In the part of the items that opens with the line containing "Q: Give the pixel coordinates of a point on the thumb" and runs through the end, replace "one point per instance" with "one point for each instance" wherever it occurs and give those lines again with nothing else changed. Omit the pictures from your answer.

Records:
* * * * *
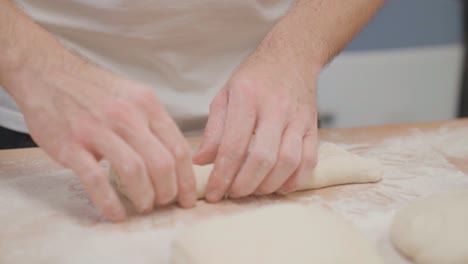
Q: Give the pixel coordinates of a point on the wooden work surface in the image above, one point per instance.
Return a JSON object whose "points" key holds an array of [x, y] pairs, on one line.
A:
{"points": [[46, 216]]}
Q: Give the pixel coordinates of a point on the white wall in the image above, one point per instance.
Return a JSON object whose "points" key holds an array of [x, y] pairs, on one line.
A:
{"points": [[391, 86]]}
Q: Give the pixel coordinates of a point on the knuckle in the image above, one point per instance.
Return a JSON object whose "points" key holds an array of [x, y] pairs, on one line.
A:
{"points": [[290, 159], [231, 153], [93, 178], [264, 158], [310, 159], [182, 153], [146, 98], [133, 167], [165, 197], [164, 166]]}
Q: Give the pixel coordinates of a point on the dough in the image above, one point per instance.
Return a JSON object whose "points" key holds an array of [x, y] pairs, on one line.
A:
{"points": [[335, 166], [434, 230], [275, 234]]}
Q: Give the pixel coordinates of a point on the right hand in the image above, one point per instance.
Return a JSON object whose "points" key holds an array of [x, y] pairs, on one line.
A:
{"points": [[79, 114]]}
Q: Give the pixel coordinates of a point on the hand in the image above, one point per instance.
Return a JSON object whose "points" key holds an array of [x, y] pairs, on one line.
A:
{"points": [[80, 114], [269, 105]]}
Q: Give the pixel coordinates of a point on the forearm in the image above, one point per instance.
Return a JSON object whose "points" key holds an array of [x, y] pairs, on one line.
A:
{"points": [[314, 31], [25, 47]]}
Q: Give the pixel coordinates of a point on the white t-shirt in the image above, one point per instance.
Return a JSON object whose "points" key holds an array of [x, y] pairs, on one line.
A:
{"points": [[185, 50]]}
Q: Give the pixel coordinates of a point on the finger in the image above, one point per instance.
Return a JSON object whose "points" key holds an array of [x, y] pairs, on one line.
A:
{"points": [[95, 180], [159, 162], [175, 174], [181, 161], [288, 161], [306, 168], [129, 165], [239, 126], [261, 158], [213, 131]]}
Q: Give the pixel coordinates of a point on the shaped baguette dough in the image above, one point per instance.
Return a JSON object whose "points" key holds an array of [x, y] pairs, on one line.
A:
{"points": [[276, 234], [335, 166], [433, 230]]}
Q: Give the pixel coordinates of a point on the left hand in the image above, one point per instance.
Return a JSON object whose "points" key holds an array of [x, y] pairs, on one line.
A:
{"points": [[262, 128]]}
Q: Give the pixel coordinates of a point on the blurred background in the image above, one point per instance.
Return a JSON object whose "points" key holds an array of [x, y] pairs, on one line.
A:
{"points": [[407, 65]]}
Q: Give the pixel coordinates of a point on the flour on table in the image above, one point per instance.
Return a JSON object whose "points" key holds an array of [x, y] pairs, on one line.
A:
{"points": [[434, 230], [47, 217], [275, 234]]}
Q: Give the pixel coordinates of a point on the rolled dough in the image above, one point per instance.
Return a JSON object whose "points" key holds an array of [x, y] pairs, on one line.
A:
{"points": [[335, 166], [433, 230], [275, 234]]}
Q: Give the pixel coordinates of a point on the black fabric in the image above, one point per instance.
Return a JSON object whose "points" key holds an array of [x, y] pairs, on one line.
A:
{"points": [[463, 100], [10, 139]]}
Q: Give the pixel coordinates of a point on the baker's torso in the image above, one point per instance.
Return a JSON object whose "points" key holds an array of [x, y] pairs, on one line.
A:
{"points": [[184, 50]]}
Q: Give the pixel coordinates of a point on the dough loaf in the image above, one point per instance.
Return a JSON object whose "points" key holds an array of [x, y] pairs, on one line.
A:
{"points": [[276, 234], [335, 166], [434, 230]]}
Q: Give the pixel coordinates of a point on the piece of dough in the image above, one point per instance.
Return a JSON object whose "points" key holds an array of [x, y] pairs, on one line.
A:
{"points": [[275, 234], [335, 166], [434, 230]]}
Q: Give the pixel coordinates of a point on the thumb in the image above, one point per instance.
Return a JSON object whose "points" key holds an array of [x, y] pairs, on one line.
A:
{"points": [[213, 132]]}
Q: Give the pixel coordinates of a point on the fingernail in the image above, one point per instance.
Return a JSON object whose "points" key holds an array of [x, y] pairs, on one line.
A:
{"points": [[213, 196]]}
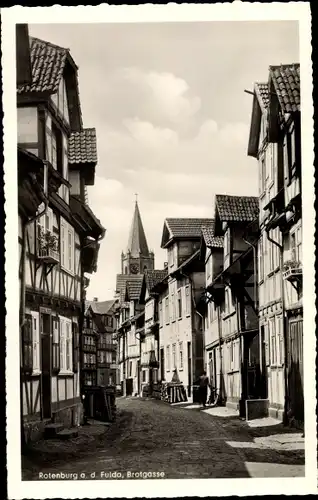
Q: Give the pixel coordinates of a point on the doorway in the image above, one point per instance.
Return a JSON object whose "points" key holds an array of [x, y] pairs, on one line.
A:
{"points": [[45, 322]]}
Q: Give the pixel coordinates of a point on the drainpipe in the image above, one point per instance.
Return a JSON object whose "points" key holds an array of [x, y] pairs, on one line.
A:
{"points": [[22, 298], [281, 249], [195, 309], [220, 351]]}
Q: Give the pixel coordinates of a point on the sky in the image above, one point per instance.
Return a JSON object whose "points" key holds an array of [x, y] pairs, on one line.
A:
{"points": [[172, 119]]}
* * * * *
== REPLY TO THE TASK ==
Q: Give the pixel coordinates of a point on the thumb in the image above, one point for each instance.
Return a JSON object whose "points" key holds an array of [x, y] pairs, on one line.
A:
{"points": [[213, 132]]}
Q: Give the pixel coordinates of a point on the fingernail in the image above, one point for each instance.
Return a JSON object whose "points" key holds an array of [x, y] pairs, on one line.
A:
{"points": [[213, 196]]}
Q: Give the pixel coordinates of a point on the doorway in the image above, one point for each instance.
Return a JSON object whose "points" key holds an array of [x, y] pairs, on one line.
A:
{"points": [[45, 322]]}
Q: Give the pixel coordinates of a point on the drainpipe in the image above, one point for each instance.
Return a JSON object whose "points" key holds an array of [x, y] pairs, on one line.
A:
{"points": [[22, 298], [281, 249], [195, 309], [220, 351]]}
Q: Give the pixel coordinates of a point on the sky in the image above, one point for each instance.
Return a JSON object whose "points" key holds an array of [x, y] pairs, on one line.
A:
{"points": [[172, 119]]}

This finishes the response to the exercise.